====== Verilen metin
Sedat Ergin: Fidan’dan ABD’ye önemli uyarı
Dışişleri Bakanı Fidan’ın Ankara’de geçtiğimiz günlerde gerçekleştirilen terör eylemi üzerine açıklamalarını değerlendiren Sedat Ergin, Türkiye’den ABD’ye önemli uyarılar yapıldığını irdeledi.
Hürriyet Gazetesi yazarı Sedat Ergin, Ankara’da geçtiğimiz günlerde gerçekleştirilen terör eylemi sonrası açıklamalarında ABD’ye uyarılarda bulunan Fidan’ın açıklamalarını değerlendirerek, Türkiye’den ABD’ye önemli ilk uyarılar konusunda irdeleme yazısı yazdı.
Ergin, ‘’Fidan’ın “PKK/YPG’den uzak durun” şeklindeki uyarısı, özellikle Suriye’de sahada yaşanmakta olan sorunun doğrudan özüne inen bir duruma parmak basıyor aslında.’’ dedi.
Gazeteci Sedat Ergin yazısında şunları kaydeti:
‘’Dışişleri Bakanı Hakan Fidan önceki gün “Irak ve Suriye’de PKK-YPG’ye ait bütün altyapı, üstyapı tesisleri, enerji tesislerinin bundan sonra Türkiye’nin topyekün meşru hedefi olduğunu” açıkladı. Hemen ardından, “Üçüncü tarafların PKK-YPG’li tesislerden ve şahıslardan uzak durmasını tavsiye ediyorum” diye konuştu.
Fidan’ın mesajındaki adresin ABD olduğu konusunda hiçbir tereddüt yok.
PKK’nın geçen pazar günü Ankara’da TBMM’nin hemen karşısında bulunan İçişleri Bakanlığı’nı hedef alan terör saldırısını gerçekleştiren iki teröristin Suriye’den geldiğinin anlaşılmasından sonra Fidan’ın duyurduğu bu uyarı, önemli bir “ilk”e işaret ediyor.
Türkiye, geçmişte PKK-YPG’nin bu iki ülkedeki varlıklarını her zaman hedef almıştı. Bu kez karşımıza çıkan farklardan biri, bu kez üçüncü şahıslara/ülkelere “Orada kalırsanız, düzenleyeceğimiz harekatlarda siz de hedef haline geleceksiniz. Sorumluluk bizden gitti” mesajının verilmesidir.
============
====== Verilen liste
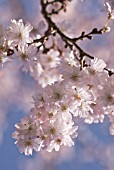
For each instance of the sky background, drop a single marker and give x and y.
(94, 147)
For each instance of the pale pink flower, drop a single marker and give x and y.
(19, 33)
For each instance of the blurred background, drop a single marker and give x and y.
(94, 147)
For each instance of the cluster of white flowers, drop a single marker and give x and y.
(68, 88)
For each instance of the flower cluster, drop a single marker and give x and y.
(71, 83)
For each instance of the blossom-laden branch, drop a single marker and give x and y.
(71, 83)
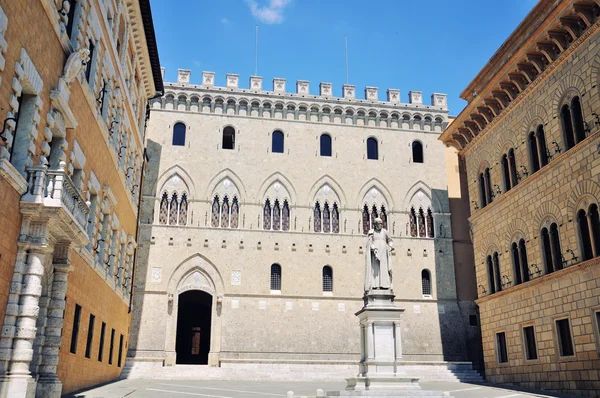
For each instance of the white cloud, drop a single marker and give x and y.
(271, 13)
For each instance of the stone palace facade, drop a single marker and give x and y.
(530, 139)
(256, 206)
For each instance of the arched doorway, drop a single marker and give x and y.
(193, 327)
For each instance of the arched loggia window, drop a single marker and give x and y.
(179, 134)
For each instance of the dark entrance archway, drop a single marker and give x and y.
(193, 327)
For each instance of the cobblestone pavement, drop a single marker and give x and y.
(137, 388)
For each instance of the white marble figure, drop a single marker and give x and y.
(378, 273)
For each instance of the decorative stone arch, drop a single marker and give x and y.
(586, 190)
(269, 189)
(547, 213)
(568, 87)
(194, 273)
(326, 189)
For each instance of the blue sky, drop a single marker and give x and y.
(426, 45)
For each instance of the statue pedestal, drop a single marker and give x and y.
(381, 353)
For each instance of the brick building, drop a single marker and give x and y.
(529, 139)
(75, 78)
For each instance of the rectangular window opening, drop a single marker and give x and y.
(75, 330)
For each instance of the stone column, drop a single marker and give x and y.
(48, 383)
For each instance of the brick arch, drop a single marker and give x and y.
(545, 210)
(566, 85)
(585, 188)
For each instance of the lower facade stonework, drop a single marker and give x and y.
(562, 356)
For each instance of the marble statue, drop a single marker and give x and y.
(378, 273)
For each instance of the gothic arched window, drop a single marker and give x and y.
(164, 209)
(267, 215)
(277, 142)
(327, 279)
(325, 143)
(173, 210)
(417, 152)
(179, 134)
(214, 218)
(285, 216)
(317, 216)
(235, 213)
(225, 213)
(372, 150)
(183, 210)
(276, 215)
(335, 219)
(326, 218)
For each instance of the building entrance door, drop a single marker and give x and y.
(193, 327)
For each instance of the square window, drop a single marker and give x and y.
(501, 351)
(565, 343)
(530, 345)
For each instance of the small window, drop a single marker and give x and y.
(501, 352)
(426, 282)
(277, 142)
(372, 150)
(101, 347)
(90, 339)
(327, 279)
(179, 134)
(565, 343)
(276, 277)
(325, 145)
(75, 330)
(529, 340)
(228, 138)
(417, 152)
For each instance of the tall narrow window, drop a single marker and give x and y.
(235, 213)
(228, 138)
(75, 330)
(277, 142)
(335, 219)
(413, 222)
(267, 215)
(326, 218)
(90, 339)
(225, 213)
(533, 153)
(183, 210)
(372, 150)
(276, 277)
(565, 343)
(214, 217)
(567, 125)
(529, 340)
(366, 223)
(327, 279)
(285, 216)
(101, 346)
(417, 148)
(317, 216)
(426, 282)
(584, 236)
(173, 210)
(163, 214)
(111, 348)
(578, 123)
(179, 134)
(325, 143)
(276, 215)
(501, 352)
(430, 228)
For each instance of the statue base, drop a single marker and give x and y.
(380, 373)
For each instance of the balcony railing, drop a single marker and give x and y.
(54, 188)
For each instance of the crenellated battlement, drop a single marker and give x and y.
(371, 94)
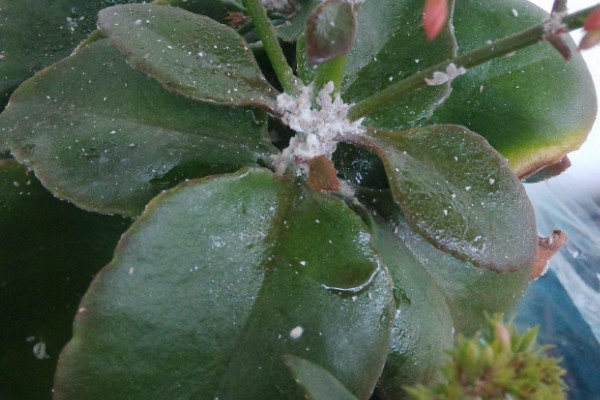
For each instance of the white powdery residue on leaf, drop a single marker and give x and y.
(319, 129)
(439, 78)
(297, 332)
(554, 24)
(39, 351)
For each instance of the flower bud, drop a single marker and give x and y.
(592, 29)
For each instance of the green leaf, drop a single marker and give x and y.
(289, 29)
(533, 107)
(50, 251)
(187, 53)
(423, 329)
(37, 33)
(396, 49)
(316, 382)
(103, 136)
(216, 282)
(330, 31)
(457, 191)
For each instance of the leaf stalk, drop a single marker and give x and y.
(266, 32)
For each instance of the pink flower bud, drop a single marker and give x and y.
(590, 39)
(592, 22)
(434, 17)
(592, 28)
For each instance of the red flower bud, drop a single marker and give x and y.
(592, 22)
(434, 17)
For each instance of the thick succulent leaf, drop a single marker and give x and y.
(360, 167)
(214, 9)
(103, 136)
(316, 382)
(188, 53)
(533, 106)
(50, 251)
(459, 193)
(330, 31)
(37, 33)
(290, 28)
(469, 291)
(423, 329)
(216, 282)
(396, 49)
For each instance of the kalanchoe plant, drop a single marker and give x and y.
(498, 363)
(320, 229)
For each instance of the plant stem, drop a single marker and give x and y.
(471, 59)
(266, 32)
(332, 70)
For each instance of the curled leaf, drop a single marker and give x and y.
(187, 53)
(435, 15)
(322, 174)
(330, 31)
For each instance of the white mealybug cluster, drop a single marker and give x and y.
(319, 129)
(439, 78)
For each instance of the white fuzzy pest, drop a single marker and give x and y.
(554, 23)
(319, 129)
(297, 332)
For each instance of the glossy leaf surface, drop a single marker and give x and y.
(216, 282)
(533, 106)
(289, 29)
(316, 382)
(423, 329)
(214, 9)
(50, 251)
(460, 194)
(37, 33)
(391, 45)
(330, 31)
(108, 139)
(188, 53)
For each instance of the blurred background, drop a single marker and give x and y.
(565, 302)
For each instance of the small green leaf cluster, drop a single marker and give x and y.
(343, 215)
(496, 364)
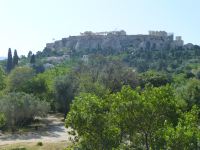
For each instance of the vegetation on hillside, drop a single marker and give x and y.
(136, 99)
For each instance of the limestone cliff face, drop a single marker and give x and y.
(113, 41)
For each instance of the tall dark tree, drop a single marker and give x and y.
(9, 61)
(15, 59)
(32, 61)
(30, 54)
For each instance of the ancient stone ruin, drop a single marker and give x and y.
(118, 40)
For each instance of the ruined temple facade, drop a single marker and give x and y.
(118, 40)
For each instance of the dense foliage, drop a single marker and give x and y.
(134, 99)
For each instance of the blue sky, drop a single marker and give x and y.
(30, 24)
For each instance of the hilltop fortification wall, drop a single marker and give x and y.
(117, 40)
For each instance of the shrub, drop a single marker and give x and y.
(39, 144)
(20, 108)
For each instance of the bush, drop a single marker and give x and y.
(39, 144)
(20, 108)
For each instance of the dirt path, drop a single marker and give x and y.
(53, 132)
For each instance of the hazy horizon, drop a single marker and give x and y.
(28, 25)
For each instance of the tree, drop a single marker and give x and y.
(30, 54)
(15, 59)
(9, 61)
(186, 134)
(20, 108)
(89, 117)
(129, 115)
(65, 89)
(2, 79)
(32, 61)
(2, 120)
(19, 78)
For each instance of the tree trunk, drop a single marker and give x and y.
(146, 141)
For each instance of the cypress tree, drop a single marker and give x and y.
(32, 61)
(15, 59)
(9, 60)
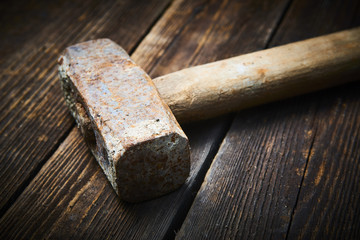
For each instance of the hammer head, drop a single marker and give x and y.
(131, 132)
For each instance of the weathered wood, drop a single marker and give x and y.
(262, 183)
(328, 204)
(34, 119)
(256, 78)
(85, 206)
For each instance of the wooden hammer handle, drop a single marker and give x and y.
(268, 75)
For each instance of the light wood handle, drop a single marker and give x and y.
(236, 83)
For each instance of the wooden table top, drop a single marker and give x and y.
(288, 169)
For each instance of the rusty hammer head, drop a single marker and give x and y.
(130, 130)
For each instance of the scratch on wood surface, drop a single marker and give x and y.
(320, 174)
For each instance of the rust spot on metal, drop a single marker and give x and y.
(129, 129)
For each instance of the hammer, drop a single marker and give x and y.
(126, 120)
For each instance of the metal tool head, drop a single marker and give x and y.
(131, 132)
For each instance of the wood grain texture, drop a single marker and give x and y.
(328, 204)
(288, 169)
(34, 119)
(260, 77)
(81, 203)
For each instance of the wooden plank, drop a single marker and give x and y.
(328, 202)
(328, 205)
(34, 118)
(80, 203)
(273, 153)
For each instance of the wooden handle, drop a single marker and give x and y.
(236, 83)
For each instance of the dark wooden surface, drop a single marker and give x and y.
(289, 169)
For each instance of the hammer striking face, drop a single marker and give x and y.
(131, 132)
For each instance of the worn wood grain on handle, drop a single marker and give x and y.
(236, 83)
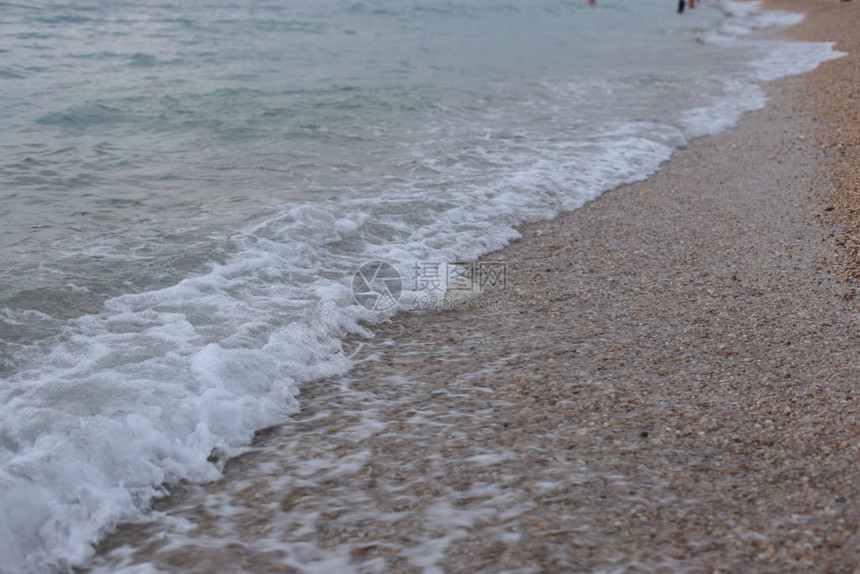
============
Hedefiniz:
Fidan'ın ABD'ye uyarısını ele alan yukarıdaki metne göre aşağıdaki soruları yanıtlayın:
1. Sedat Ergin hangi gazetenin yazarıdır?
2. Ankara'daki terör saldırısında hedef alınan bakanlık hangisidir?
3. Saldırıyı gerçekleştiren iki teröristin nereden geldiği anlaşılmıştır?

Sonuç:
1. Hürriyet Gazetesi
2. İçişleri Bakanlığı
3. Suriye'den